## Given exercise:
Pick out every row that contains the word "chopped" and copy each one.
==*==
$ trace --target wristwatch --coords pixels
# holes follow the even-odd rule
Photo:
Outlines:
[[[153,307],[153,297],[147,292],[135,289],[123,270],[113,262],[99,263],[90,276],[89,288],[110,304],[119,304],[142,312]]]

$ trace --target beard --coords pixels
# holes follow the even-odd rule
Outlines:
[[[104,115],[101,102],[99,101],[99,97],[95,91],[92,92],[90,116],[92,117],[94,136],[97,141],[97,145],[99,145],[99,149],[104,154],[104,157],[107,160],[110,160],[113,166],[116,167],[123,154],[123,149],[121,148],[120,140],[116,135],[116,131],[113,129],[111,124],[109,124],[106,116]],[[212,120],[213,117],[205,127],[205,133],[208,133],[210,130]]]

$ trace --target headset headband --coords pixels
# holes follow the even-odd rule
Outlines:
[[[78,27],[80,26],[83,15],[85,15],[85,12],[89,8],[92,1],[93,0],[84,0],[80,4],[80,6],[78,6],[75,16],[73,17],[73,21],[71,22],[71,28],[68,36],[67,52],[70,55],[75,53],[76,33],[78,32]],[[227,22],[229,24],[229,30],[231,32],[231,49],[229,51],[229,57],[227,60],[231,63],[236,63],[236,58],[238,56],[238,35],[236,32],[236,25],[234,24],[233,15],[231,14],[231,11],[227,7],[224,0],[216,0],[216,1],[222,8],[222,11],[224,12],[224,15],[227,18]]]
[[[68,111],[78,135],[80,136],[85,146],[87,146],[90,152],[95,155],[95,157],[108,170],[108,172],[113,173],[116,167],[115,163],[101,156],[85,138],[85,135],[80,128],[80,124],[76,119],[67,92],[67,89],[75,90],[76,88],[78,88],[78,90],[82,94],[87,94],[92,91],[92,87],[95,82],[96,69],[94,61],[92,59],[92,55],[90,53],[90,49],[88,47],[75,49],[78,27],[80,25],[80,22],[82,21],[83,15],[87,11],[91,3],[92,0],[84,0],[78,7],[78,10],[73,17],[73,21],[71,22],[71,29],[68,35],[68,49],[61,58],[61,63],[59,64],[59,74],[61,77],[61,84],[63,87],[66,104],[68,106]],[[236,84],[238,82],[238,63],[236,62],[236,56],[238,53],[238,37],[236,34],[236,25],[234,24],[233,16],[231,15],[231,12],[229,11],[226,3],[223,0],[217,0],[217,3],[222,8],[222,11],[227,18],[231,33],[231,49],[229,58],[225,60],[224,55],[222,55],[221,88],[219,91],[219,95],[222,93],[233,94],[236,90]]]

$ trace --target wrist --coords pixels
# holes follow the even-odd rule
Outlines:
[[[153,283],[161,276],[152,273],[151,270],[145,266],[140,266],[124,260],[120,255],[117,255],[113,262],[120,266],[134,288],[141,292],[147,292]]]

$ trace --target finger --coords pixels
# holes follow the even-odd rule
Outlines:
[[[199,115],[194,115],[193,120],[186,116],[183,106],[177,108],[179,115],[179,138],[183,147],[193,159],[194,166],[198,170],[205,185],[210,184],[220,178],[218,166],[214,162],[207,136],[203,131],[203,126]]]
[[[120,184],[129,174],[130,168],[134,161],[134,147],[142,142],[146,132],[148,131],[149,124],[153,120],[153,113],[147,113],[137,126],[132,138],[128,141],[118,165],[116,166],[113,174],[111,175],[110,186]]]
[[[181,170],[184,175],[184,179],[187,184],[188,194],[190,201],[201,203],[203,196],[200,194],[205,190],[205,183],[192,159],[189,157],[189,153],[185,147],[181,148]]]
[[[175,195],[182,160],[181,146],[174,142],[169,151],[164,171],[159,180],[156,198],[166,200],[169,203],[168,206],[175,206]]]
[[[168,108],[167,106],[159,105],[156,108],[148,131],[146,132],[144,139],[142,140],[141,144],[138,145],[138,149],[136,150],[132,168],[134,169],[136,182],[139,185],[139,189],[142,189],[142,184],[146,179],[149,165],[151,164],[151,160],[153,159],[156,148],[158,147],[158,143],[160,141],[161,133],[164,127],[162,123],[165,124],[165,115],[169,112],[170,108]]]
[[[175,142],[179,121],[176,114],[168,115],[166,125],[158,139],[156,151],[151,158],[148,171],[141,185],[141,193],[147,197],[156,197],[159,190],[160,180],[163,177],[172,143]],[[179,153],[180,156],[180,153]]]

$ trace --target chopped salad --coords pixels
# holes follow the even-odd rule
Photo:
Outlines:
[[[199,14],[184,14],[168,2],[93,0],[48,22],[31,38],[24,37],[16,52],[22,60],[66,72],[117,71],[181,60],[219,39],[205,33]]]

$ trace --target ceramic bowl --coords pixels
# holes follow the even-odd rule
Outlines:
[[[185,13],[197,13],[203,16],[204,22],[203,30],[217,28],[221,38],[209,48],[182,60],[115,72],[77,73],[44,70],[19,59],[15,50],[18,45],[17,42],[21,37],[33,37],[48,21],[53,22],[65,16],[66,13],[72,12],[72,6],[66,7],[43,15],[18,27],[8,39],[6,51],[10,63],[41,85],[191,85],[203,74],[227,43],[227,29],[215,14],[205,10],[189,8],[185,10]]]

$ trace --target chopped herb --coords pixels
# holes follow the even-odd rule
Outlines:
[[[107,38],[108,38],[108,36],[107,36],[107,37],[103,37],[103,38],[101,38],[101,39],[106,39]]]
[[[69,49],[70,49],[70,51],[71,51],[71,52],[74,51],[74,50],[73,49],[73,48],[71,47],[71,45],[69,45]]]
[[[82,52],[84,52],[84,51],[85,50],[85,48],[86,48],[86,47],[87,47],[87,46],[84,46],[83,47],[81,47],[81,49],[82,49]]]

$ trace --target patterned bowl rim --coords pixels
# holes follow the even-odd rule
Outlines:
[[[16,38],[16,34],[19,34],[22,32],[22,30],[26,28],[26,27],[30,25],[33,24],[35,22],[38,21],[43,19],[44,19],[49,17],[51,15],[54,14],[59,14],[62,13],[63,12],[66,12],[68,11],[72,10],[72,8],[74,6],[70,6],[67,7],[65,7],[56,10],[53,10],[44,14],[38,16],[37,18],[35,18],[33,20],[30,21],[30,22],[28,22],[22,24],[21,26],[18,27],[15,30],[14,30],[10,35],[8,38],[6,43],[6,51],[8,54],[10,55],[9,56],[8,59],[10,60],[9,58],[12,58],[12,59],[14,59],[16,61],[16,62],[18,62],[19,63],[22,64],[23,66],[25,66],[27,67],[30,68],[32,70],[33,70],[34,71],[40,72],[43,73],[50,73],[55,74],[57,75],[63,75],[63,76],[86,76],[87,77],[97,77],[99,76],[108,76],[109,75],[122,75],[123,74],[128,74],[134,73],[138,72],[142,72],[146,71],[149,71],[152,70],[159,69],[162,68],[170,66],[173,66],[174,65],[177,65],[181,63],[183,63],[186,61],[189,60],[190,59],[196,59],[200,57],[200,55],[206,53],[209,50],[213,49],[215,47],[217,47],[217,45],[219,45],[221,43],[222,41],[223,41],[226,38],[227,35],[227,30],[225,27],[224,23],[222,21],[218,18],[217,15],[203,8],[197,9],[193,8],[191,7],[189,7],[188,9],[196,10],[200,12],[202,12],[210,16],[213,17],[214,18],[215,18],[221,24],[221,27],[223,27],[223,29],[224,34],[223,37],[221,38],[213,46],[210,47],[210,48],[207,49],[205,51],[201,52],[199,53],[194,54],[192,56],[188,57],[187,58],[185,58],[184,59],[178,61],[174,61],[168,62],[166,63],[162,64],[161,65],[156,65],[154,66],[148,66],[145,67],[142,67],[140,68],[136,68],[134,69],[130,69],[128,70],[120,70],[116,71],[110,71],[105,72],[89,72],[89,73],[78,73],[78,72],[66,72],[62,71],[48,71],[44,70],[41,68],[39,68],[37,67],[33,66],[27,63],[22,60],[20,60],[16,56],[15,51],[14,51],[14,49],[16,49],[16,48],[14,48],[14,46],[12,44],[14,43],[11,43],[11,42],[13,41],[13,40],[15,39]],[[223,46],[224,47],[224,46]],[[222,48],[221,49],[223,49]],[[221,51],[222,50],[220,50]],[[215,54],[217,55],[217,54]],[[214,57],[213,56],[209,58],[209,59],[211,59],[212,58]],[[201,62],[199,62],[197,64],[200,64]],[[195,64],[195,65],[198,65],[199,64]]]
==*==
## Complete response:
$ trace --target chopped salad --coords pixels
$ trace --target chopped herb --coords pixels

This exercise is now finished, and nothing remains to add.